• [Source document]:
News Americas, Pointe-a-Pitre, Guadeloupe, Tues. Nov.30, 2021: Guadeloupe remains under a curfew as the French government said it will send police reinforcements, including an elite SWAT team, to the island today.

The local prefecture said that a curfew from 6 p.m. to 5 a.m. would be extended until Dec. 2. as unrest spills into the third week.

Police have been shot at and stores looted in protests against plans to make vaccination for health workers compulsory, which have fanned long-running grievances over living standards and the relationship with Paris.

French Overseas Minister Sebastien Lecornu speaks to media at the sous-prefecture in Pointe-a-Pitre, in the French Caribbean island of Guadeloupe, on November 29, 2021 following days of protests over Covid-19 measures and social grievances. (Photo by CHRISTOPHE ARCHAMBAULT/AFP via Getty Images)

• [Task 1]:
In the Guadeloupe news report, what are the protesters opposing, and what wider grievances has that plan stirred up? Answer in one to three sentences.
• [Task 2]:
According to the Guadeloupe news report, until what date was the curfew extended?
• [Task 3]:
Continue the Guadeloupe news report from the point where it stops.

• [Entries supplied]:

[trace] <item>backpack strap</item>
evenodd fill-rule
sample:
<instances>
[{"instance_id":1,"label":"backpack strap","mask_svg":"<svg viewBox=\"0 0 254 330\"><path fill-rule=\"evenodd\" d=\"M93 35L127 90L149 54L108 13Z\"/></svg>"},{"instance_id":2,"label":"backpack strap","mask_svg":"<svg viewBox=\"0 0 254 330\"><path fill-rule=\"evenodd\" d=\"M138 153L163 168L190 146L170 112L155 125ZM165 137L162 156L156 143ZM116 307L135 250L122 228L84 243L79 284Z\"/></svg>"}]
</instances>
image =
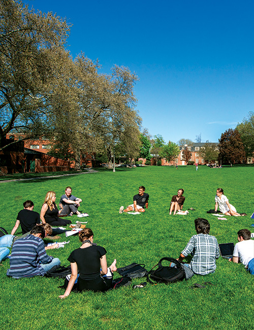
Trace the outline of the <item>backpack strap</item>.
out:
<instances>
[{"instance_id":1,"label":"backpack strap","mask_svg":"<svg viewBox=\"0 0 254 330\"><path fill-rule=\"evenodd\" d=\"M5 229L4 228L3 228L3 227L0 227L0 230L2 230L3 233L4 233L6 235L8 235L8 233L7 233L7 230Z\"/></svg>"}]
</instances>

• [Answer 1]:
The protesters oppose plans to make vaccination compulsory for health workers. That plan has fanned long-running grievances over living standards and the island's relationship with Paris.

• [Answer 2]:
Dec. 2.

• [Answer 3]:
Overseas Territories Minister Sebastian Lecornu, who Paris dispatched to defuse the crisis at the weekend, said 70 police reinforcements would be sent today along with 10 extra SWAT team members to help shore up security.

In Guadeloupe, there is a historic mistrust of the government’s handling of health crises after many people were systematically exposed to toxic pesticides used in banana plantations in the 1970s.

A man carries a gas tank on his shoulder through a road block made of burnt vehicles and debris on his way out of the cut-off locality of La Boucan in Sainte-Rose in the French Caribbean island of Guadeloupe on November 29, 2021, as France’s minister for overseas territories left Guadeloupe at an impasse over ways to end more than a week of violent protests sparked by Covid-19 restrictions. (Photo by CHRISTOPHE ARCHAMBAULT/AFP via Getty Images)

Protesters have insisted they should be allowed to make their own choices about health treatment.

Lecornu said on Saturday that the government was ready to discuss autonomy for the islands.

“It’s not a dirty word in the Republic. (French) Polynesia is autonomous today with its own laws, so the minister is ready to open the debate,” the official said.